TO DO
Repeat the records below exactly, leaving out every picture.

Records of labeled points

— Start —

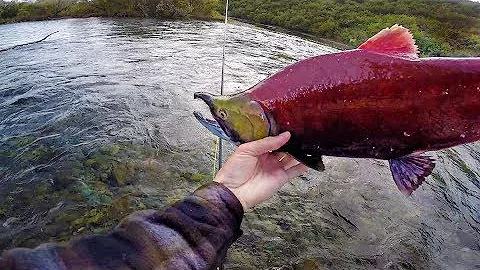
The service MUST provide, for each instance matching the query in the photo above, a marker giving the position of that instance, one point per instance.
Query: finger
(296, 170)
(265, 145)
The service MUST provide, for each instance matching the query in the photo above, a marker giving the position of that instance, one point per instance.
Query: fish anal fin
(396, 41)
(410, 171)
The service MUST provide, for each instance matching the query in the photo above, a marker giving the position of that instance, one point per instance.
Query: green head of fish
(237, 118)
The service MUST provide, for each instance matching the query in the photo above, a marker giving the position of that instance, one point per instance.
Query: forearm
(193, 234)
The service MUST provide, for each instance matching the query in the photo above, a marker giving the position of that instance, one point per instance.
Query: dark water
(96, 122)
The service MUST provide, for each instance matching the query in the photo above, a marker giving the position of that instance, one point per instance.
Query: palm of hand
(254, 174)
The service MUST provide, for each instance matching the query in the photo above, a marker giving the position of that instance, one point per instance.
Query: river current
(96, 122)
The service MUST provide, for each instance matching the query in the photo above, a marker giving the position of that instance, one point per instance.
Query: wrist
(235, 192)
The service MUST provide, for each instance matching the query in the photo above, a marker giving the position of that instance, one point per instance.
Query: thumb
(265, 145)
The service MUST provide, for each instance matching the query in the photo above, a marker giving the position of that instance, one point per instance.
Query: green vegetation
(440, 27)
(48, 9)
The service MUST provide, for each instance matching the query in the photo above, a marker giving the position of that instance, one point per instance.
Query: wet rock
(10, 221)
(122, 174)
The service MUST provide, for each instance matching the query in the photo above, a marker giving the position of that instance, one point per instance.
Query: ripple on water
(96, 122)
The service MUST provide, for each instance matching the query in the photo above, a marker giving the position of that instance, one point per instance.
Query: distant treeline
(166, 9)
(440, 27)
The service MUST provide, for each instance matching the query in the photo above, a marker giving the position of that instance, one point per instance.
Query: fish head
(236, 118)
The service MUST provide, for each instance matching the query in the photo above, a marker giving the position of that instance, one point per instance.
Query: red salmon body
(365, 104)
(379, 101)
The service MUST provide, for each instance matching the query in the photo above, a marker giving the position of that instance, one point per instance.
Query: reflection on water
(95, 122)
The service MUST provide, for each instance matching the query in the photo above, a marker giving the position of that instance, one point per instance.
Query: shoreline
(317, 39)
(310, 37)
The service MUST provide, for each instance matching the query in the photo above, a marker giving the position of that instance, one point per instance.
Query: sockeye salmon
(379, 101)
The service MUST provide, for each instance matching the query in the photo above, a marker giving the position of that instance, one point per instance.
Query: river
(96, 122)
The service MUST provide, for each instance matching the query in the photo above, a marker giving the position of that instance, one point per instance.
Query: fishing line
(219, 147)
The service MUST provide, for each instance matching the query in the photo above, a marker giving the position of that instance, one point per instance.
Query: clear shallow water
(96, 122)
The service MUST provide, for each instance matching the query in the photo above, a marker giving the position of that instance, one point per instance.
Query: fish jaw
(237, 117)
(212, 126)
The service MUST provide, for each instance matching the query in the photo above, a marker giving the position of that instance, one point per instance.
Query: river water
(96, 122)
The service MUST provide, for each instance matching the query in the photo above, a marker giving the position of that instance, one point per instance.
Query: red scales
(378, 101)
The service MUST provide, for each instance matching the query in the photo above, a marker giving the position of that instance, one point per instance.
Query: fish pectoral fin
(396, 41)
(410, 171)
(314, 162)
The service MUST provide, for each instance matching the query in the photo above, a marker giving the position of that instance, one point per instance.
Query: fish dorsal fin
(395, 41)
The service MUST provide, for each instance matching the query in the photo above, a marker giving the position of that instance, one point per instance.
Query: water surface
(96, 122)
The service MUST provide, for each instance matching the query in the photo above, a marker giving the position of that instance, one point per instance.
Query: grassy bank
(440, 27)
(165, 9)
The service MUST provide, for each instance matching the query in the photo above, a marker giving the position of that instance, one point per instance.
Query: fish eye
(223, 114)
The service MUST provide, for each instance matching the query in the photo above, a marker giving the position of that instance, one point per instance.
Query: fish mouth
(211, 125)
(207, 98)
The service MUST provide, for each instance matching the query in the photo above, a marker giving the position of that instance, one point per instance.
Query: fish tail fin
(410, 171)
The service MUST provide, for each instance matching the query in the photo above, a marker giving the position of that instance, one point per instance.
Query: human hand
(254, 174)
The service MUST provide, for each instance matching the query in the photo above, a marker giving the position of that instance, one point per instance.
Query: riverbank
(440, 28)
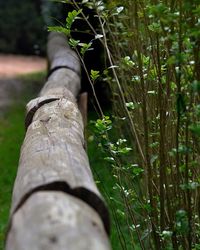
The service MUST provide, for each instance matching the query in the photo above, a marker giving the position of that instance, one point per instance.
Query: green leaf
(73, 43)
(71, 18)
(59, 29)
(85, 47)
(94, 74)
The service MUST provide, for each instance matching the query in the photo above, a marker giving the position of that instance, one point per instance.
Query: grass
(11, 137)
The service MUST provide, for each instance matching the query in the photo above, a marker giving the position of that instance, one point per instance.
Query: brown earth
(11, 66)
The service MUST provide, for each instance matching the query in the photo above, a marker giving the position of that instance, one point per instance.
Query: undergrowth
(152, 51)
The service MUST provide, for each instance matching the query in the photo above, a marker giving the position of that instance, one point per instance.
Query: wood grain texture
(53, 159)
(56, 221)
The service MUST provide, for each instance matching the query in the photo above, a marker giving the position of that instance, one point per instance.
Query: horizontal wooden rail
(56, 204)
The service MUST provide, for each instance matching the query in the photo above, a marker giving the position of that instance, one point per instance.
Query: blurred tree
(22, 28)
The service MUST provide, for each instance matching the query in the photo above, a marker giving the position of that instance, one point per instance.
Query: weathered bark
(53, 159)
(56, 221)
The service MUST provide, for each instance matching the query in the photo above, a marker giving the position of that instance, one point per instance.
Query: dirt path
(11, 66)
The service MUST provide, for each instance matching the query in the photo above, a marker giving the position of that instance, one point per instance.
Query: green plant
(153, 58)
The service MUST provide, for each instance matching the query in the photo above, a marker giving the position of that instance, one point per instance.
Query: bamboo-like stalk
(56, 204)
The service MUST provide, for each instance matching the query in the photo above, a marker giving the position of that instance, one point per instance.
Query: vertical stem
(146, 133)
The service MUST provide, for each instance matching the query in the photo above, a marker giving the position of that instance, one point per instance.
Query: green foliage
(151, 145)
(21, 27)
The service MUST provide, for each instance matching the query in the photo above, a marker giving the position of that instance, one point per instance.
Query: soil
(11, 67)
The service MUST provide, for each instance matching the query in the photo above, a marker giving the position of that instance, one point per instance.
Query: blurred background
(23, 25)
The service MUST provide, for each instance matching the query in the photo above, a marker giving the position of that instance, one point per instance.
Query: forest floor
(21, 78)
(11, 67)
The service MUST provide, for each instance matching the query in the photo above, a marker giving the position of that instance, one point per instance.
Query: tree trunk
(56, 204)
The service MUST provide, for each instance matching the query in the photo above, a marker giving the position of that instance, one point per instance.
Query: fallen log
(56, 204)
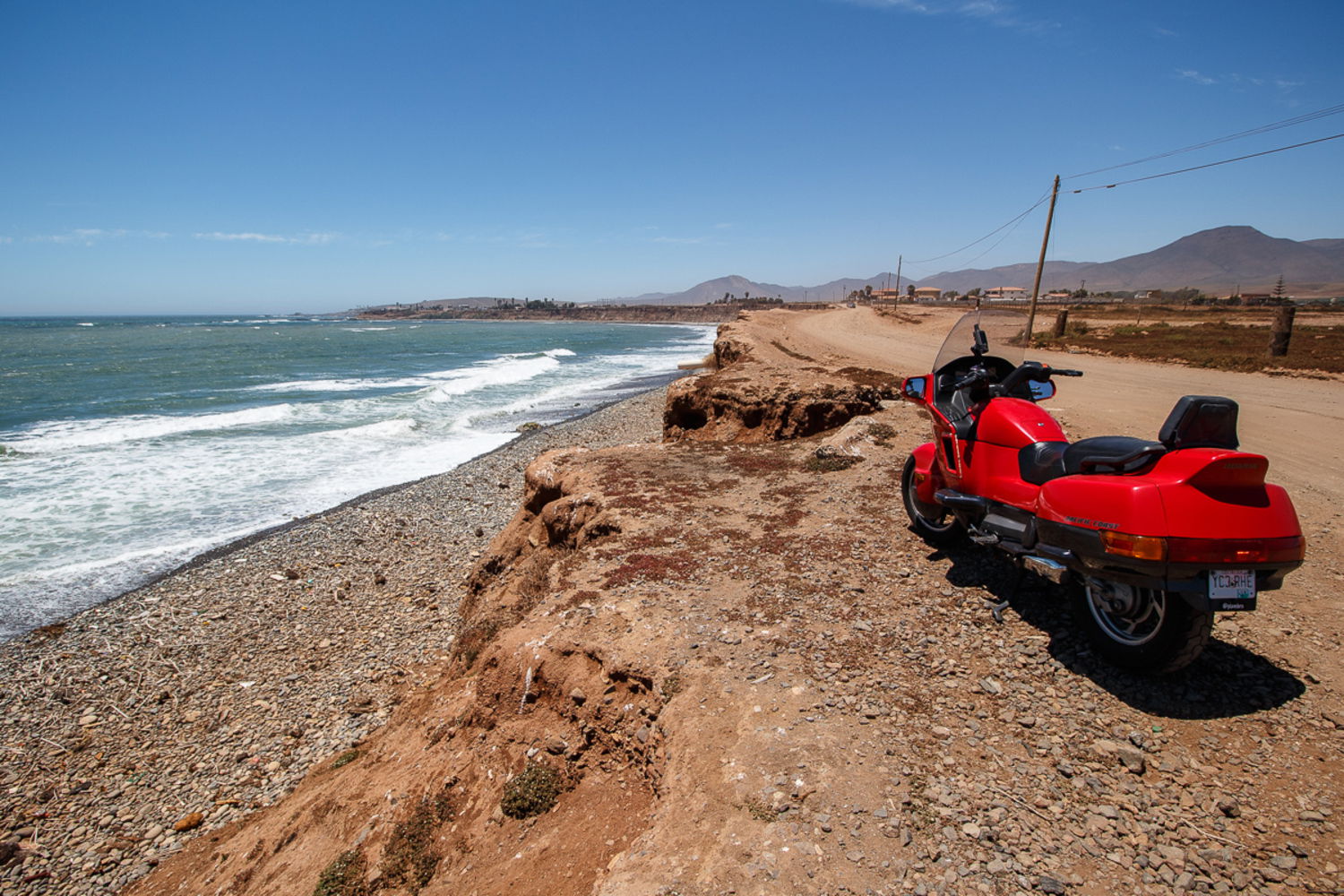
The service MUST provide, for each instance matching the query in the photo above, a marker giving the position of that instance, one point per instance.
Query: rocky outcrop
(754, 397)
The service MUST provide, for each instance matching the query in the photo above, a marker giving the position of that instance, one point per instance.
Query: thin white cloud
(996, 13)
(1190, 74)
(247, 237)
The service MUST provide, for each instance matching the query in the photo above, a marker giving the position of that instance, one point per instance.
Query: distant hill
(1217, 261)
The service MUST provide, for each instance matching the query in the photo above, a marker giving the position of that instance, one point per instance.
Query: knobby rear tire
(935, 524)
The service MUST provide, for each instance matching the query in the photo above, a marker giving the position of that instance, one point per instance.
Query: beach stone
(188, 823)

— End —

SOLUTION TO THIS EXERCISE
The service MUST provide, for each instance matching the query in the photo above, a marker giving the position of that instance, one point per instance.
Query: finger
(296, 170)
(265, 145)
The service MUST provide, for each instance matching the query in the photo above, a marker giving the position of that instance, one point per instance.
Query: fish anal fin
(396, 41)
(410, 171)
The service MUST provide, for each instance matching the query in the photo above, a marker giving the position of that instance, one point per instance.
Query: green head of fish
(237, 118)
The service MUST provide, for each instance matching the query in the photo above, a marker giving the position of that instance, one point per instance.
Query: forearm
(193, 234)
The service MUST provide, for each instance matching the query in the photo above, a marker giving the position of that instance, one point per instance.
Query: dark water
(96, 122)
The service MUST provide, for each instance matching the query in the photo above, a marker giving the position of that instance, one point per instance.
Query: palm of hand
(254, 174)
The service MUST provide, for each instance matching the query in the photo above, a marker giving the position of that instance, one point per instance.
Query: river current
(96, 122)
The service MUST provide, for each instance matching the query in the photo above, a marker giving the position of that instance, one point per instance.
Query: wrist
(235, 192)
The service MUST provide, for each instance matching the query in the photo above, a marker giving the position of that instance, one point per instance.
Query: thumb
(265, 145)
The service MUST provide, for each instance matching the query in the photo above, a marker giving the position of that instance, one point per instance.
Query: green vegetation
(440, 27)
(48, 9)
The service MUST provide, for each instance matching the query in the photo above, a marker giving the position of that instance, one point per instance.
Query: wet rock
(10, 221)
(122, 174)
The service MUST provide, for each instance matching the query in the photo above, a marker giving the position of that instance, one point per instance.
Query: ripple on water
(96, 122)
The service MUST provide, for each instance matching the query in the photo above, a marker giving the position of that instance, one point per instance.
Query: distant treeline
(166, 9)
(440, 27)
The service MUST provide, for each instance matching the query in the photo above, a marker giving the position of that instance, one point per instance.
Query: fish head
(236, 118)
The service MUST provide, for each instance matching the query in the photo above, a marker giving the position of that instance, one point per instance.
Query: red salmon body
(365, 104)
(379, 101)
The service MUST provide, for each instance matching the query in the photo above, a marker giving the position of that instance, one point per instance.
Query: reflection on water
(95, 122)
The service MUST provide, for each instance matching the query in the photo above, a marker giving the position of that instance, one point per instance.
Query: shoreline
(317, 39)
(310, 37)
The service MUST provide, for each instance matching the query in the photo above, a marker giving the position of that instance, one point per instance.
Query: sockeye salmon
(379, 101)
The service MUST provide, for each instance matching the query in the photo above, a marker giving the position of that instance, one point per instance.
Query: river
(96, 122)
The service MUST provide, for each instance matching the query in the photo above, a marker giving the position of that instance, one point per instance.
Query: fishing line
(219, 147)
The service MUST provide, for each instance matching the query in the photo above, a marker giving the position of that instance, one point per instance.
Query: clear shallow water
(96, 122)
The service MUST provide, for each instance matching the query in the photo above, a marker giving the position of that instance, one point per instance.
Query: fish jaw
(237, 117)
(212, 126)
The service MUST provide, for each instance matching the query in the photo above, a marker giving the position of that instance, one point per instance.
Query: river water
(96, 122)
The service MUST provide, for each instance matching the query in the photo above, a marker giving the position of that instance, one point per instance.
Query: red scales
(378, 101)
The service MUST provide, for each instance matching the query in the photo above, a marker giving the position of that instance, one point per instance.
Query: fish pectoral fin
(396, 41)
(410, 171)
(314, 162)
The service MUST provide, for each instance matching the query in the photo above, a marker giving the position of that instance, one point per instance.
Query: fish dorsal fin
(395, 41)
The service MUST provide, for each instance matching the query in the photo above, a marker giving the position of that instance, one point per instance.
Query: water surface
(96, 122)
The service MUST provide, for each instance matching the query in the photo above, a marker giving the position of that instance, one point per instance.
Query: grassy bank
(440, 27)
(165, 9)
The service MUST provide, for each instance matching the query in the photo above, a marker giving the position of that instance, one point per instance.
Query: fish eye
(223, 114)
The service MUST provide, for each instance matching the query in the photo above, a marker giving the position of that instance, one point per instance.
Query: fish mouth
(211, 125)
(207, 98)
The service MUST provide, for each instance matching the query in the photo above, a marker giving the position of that instance, one point per instance.
Query: fish tail fin
(410, 171)
The service MUST provide, for each instance matching the query in the photo above, a marker giving the position of that instance, one point per instance.
Query: human hand
(254, 174)
The service MUST provide, for each instance matching the query in the photo above, a marker giving the position of that instance, one point per instance.
Query: riverbank
(440, 28)
The service MUST provide, for each instance matching the query in the photo above, a marker giving the position of that instance, one point per instance.
Query: green leaf
(73, 43)
(71, 18)
(59, 29)
(85, 47)
(94, 74)
The service MUST provide, for each instance matching the query in the photo above, a marker giving the position of that instance, one point per instance.
Query: grass
(11, 137)
The service MUST provide, for each instance matching the query in the photo above, a marker giving the position of that instance, one point per instance.
Query: brown earth
(11, 66)
The service MUST provide, for each instance matching the query in the photo above, a marker giving the position of that instance, one point per instance.
Query: undergrowth
(152, 51)
The service MUST provide, for each instance matching the query in the photo above, a marker giving the position of that instance, one point per instance.
Query: wood grain texture
(53, 159)
(56, 221)
The service MUST provide, for each instance matching the query in the photo above, a marker giving the position of that instance, one point per instance.
Query: horizontal wooden rail
(56, 204)
The service MUST provide, for each instance matching the query in the photo above, a marker giving the position of that instance, one point per instance.
Query: blurred tree
(22, 28)
The service MUST provide, for each instance matching the query in the photo above, a marker giving the position of that instance, one point per instance.
Query: weathered bark
(53, 159)
(56, 221)
The service MUST provide, for each instance matching the query in the photo above, a marker giving the position of that instance, one point per instance.
Query: dirt path
(11, 66)
The service MUST provide, for each instance matching the query in the photo above, a marker giving the position of that instance, one point per instance.
Query: green plant
(153, 58)
The service MUST provide, for each instance matching the query in the photo above, a marker giving the position of that instance, one point per instance.
Query: bamboo-like stalk
(56, 204)
The service MUST provide, for each instance matching the query in the photo above, a marker giving the position of that instance, one point per instance.
Query: vertical stem
(146, 133)
The service MUST provide, for each instance matching the query in the photo above, a marker giving the position of that instance, one point per instance.
Query: green foliage
(151, 145)
(21, 27)
The service MUST provide, for each instance matching the query in the photo above, a marker giving the position of that instance, one point per instance.
Query: soil
(11, 67)
The service MUST provide, for each instance matching the query in the photo above, a marker giving the position of that instance, one point per instance.
Query: blurred background
(23, 25)
The service MUST provide, for each instance matching the query in the photo above, a marker giving the position of that instance, one point per instance.
Query: forest floor
(21, 78)
(11, 67)
The service MUST provide, for each instance matching the query in the photo above, a marker giving the position of that instance, one point per instance.
Query: tree trunk
(56, 204)
The service MUST provide, for each instance matching the query in the photo above, a marker giving the position of that instance, one point per instance.
Query: fallen log
(56, 204)
The service MUST provide, for each instance matching the query in the photo above, a marker giving the position of that instance, one point per instance.
Query: rocky outcrop
(754, 397)
The service MUST provide, for each instance matching the query in the photo above, a marker giving the position of that instance, one point per instance.
Query: thin white cloud
(996, 13)
(1190, 74)
(247, 237)
The service MUST provide, for each instance matching the query in the photo above, a marker giving the position of that instance, one point per instance.
Query: distant hill
(1217, 261)
The service MUST provide, for each instance matching the query in the photo above, a marker giving the position of that instance, one point per instance.
Query: knobby rear tire
(935, 524)
The service MUST provide, for each instance matching the query in the photo above, a marker giving the position of that instance, one point per instance.
Query: beach stone
(188, 823)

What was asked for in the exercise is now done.